┌─ PAGE EXTRACT

The second manifestation of the disenchantment of ICT technology is the disempowering omnipresence of surveillance. Bond and his colleague are noticed by the bomber when the colleague touches his supposedly invisible communication earpiece.
With the audience’s point of view conflated with that of the secret agent, the technology of concealment becomes precisely what reveals the secret agent’s identity in the midst of a chaotic scene in which staying anonymous should be the easiest thing in the world; other villains identify Bond by the same means in a hotel hallway later in the film. While chasing the bomber, Bond is recorded by a surveillance camera in the act of killing him on the grounds of a foreign embassy.
The secret agent is, as a result, made into an object of knowledge for the international media, prompting M (Bond’s boss) to exclaim that their political masters “don’t care what we do, they care what we get photographed doing.” Bond is henceforth part of the mediascape, so well known as a spy that he refuses to use the alias that MI6 provides for his climactic encounter with the main villain LeChiffre on the grounds that any well-connected master criminal will know who he is anyway.
This can, of course, go both ways: Bond uses the omnipresence of surveillance to find another of his targets by using the security cameras of a casino.
This one image contains many layers of reference—Bond the character has found his man; he has also found an iconic image from his own cultural past (the Aston Martin DB V car that is the only clearly delineated object in the frame) that he cannot understand as such because Casino Royale is a “reboot” and he has only just become 007. But the audience knows what it means and can insert this incarnation of James Bond in its historical sequence and enjoy the allusion to a past of which Bond is oblivious. The point is that surveillance is omnipresent, anonymity is impossible, and we are always being watched and interpreted by someone. This is true in the film’s narrative and also in the cultural/historical contexts in which the Bond films operate. It may be better to be the watcher rather than the watched, but we are always already both.
By the end of the film, Bond is literally being framed by technological devices and becomes the organic connection between different pieces of technology.
The literal centrality of the human agent in these images is not, in this disenchanted landscape, an indication of his importance. The cell phones to which Bond listens in these images connect him (and us) to the past, the back story or context provided by his masters that permits the audience to understand the complex plot that is unfolding before them. The devices at which he looks represent the future, the next situation or person that he must contain. He does not fully understand what is happening, but he is not there to understand – he is there to join the information held in the various devices together, which (in this film) usually means to kill someone. The third image in this sequence is from the final scene of the film, and the assault rifle marks this end—the chain of cell phone messages (direct and indirect) that has driven Casino Royale from its outset has been stopped. The narrative stops with it.

└─
┌─ PROVIDED DATA

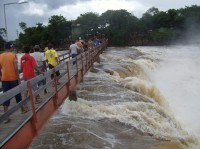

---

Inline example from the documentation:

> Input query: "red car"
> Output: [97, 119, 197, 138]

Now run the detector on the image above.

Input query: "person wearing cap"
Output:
[0, 42, 28, 123]
[31, 45, 48, 94]
[20, 46, 44, 103]
[45, 43, 60, 85]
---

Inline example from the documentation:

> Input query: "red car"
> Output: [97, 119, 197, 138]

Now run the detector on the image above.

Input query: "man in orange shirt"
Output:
[0, 42, 27, 123]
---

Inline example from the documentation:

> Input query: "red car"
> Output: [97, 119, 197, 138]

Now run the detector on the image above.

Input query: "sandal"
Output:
[4, 118, 11, 124]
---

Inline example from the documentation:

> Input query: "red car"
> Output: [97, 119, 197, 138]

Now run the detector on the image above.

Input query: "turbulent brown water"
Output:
[30, 47, 199, 149]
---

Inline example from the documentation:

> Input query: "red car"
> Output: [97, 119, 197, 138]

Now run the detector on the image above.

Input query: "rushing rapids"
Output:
[30, 47, 200, 149]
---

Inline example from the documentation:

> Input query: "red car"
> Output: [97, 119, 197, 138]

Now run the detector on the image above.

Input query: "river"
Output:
[30, 45, 200, 149]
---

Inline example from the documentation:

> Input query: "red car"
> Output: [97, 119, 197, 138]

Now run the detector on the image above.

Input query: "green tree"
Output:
[0, 28, 6, 51]
[45, 15, 71, 46]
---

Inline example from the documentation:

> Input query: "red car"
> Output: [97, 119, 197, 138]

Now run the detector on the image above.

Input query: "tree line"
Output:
[0, 5, 200, 50]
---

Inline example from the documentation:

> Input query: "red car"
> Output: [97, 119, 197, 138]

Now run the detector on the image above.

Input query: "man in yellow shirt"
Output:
[45, 44, 60, 85]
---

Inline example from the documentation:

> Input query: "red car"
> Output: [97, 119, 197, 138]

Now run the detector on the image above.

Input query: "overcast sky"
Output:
[0, 0, 200, 40]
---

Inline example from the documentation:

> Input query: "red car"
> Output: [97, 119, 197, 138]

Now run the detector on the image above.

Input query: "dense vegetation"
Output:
[0, 5, 200, 49]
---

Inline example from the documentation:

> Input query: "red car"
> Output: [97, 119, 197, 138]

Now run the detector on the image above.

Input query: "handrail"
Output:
[0, 40, 108, 148]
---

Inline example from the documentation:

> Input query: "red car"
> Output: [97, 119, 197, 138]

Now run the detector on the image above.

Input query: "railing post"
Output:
[28, 81, 37, 133]
[81, 54, 84, 78]
[66, 61, 70, 93]
[75, 56, 78, 84]
[85, 51, 88, 71]
[53, 68, 58, 107]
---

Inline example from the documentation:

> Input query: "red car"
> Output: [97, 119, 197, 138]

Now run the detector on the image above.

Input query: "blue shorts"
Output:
[2, 80, 22, 107]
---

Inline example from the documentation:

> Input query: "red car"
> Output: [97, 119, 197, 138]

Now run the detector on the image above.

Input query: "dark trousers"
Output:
[2, 80, 22, 107]
[72, 54, 78, 65]
[48, 64, 60, 79]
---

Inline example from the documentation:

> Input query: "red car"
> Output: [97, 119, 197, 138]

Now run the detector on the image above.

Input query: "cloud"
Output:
[20, 2, 48, 16]
[0, 0, 200, 39]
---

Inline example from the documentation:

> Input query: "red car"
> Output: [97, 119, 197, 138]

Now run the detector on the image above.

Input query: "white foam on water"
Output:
[138, 46, 200, 148]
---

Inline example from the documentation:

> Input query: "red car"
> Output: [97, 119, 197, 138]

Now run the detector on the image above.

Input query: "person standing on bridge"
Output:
[20, 46, 44, 103]
[69, 41, 78, 65]
[45, 43, 60, 85]
[0, 42, 28, 123]
[31, 45, 48, 94]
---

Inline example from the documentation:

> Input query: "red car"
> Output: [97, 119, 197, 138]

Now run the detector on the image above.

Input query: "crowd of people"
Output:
[0, 36, 102, 123]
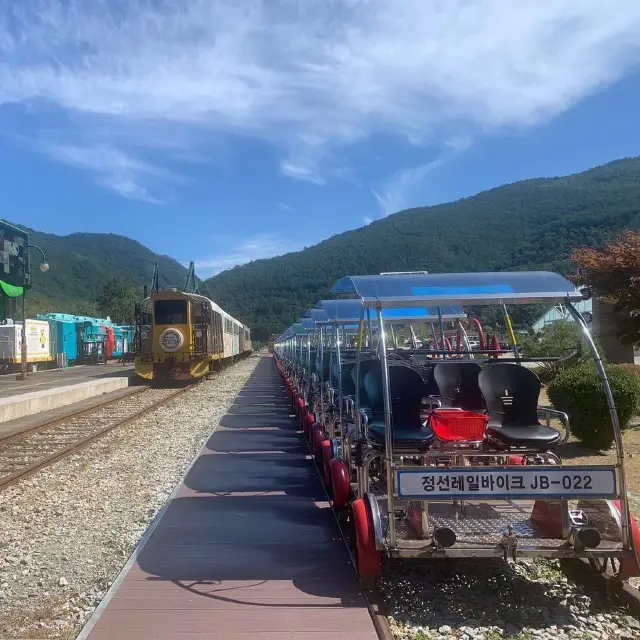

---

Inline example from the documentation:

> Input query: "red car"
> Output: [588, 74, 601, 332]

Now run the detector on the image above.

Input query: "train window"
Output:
[155, 300, 187, 324]
[140, 302, 153, 326]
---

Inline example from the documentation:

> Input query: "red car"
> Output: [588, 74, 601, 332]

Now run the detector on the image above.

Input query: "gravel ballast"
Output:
[0, 356, 259, 639]
[380, 560, 640, 640]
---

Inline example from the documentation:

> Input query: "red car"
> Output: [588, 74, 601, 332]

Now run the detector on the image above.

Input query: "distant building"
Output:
[532, 300, 593, 332]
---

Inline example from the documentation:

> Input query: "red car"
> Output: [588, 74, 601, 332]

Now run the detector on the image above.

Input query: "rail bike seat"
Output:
[433, 362, 484, 411]
[478, 363, 560, 450]
[316, 353, 330, 382]
[364, 365, 435, 449]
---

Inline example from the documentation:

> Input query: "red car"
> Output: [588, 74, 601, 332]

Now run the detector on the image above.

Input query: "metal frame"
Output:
[332, 272, 634, 557]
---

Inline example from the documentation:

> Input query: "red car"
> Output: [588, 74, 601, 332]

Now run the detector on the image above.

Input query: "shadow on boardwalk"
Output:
[138, 357, 363, 608]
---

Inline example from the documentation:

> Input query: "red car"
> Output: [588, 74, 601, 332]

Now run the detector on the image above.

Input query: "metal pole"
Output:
[338, 324, 342, 438]
[378, 308, 396, 549]
[320, 326, 325, 425]
[20, 288, 29, 380]
[356, 307, 365, 488]
[438, 307, 447, 358]
[567, 301, 633, 550]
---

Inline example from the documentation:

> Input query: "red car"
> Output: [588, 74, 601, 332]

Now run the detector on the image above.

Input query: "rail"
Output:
[0, 387, 190, 490]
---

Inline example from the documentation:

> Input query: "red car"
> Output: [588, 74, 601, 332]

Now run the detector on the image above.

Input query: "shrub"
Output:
[547, 363, 640, 450]
[519, 320, 601, 384]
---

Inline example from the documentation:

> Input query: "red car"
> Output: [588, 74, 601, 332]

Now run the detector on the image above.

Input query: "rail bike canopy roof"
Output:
[316, 299, 466, 326]
[302, 308, 327, 323]
[331, 271, 583, 309]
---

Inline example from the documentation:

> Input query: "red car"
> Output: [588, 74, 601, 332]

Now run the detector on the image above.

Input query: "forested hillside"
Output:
[205, 158, 640, 340]
[1, 225, 187, 315]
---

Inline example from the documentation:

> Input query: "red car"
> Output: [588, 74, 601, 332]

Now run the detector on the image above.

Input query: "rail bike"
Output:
[274, 272, 640, 585]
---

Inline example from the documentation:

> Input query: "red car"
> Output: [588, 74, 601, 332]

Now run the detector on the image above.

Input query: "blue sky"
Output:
[0, 0, 640, 277]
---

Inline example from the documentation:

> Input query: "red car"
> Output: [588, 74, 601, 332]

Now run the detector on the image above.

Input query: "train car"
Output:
[240, 324, 252, 357]
[0, 318, 55, 371]
[135, 290, 246, 383]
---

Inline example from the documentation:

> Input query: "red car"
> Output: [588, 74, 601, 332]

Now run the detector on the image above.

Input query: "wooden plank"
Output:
[89, 359, 377, 640]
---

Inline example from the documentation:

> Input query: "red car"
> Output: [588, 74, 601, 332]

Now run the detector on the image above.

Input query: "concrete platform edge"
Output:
[76, 364, 244, 640]
[0, 376, 132, 423]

└─

**PROMPT 1:** In the Casino Royale passage, what does Bond use to find another of his targets?
**PROMPT 2:** List every character the Casino Royale passage refers to by name.
**PROMPT 3:** Repeat the Casino Royale passage between "This one image" and "always already both.", inclusive.

**REPLY 1:** He uses the security cameras of a casino.

**REPLY 2:** James Bond, M, LeChiffre

**REPLY 3:**
This one image contains many layers of reference—Bond the character has found his man; he has also found an iconic image from his own cultural past (the Aston Martin DB V car that is the only clearly delineated object in the frame) that he cannot understand as such because Casino Royale is a “reboot” and he has only just become 007. But the audience knows what it means and can insert this incarnation of James Bond in its historical sequence and enjoy the allusion to a past of which Bond is oblivious. The point is that surveillance is omnipresent, anonymity is impossible, and we are always being watched and interpreted by someone. This is true in the film’s narrative and also in the cultural/historical contexts in which the Bond films operate. It may be better to be the watcher rather than the watched, but we are always already both.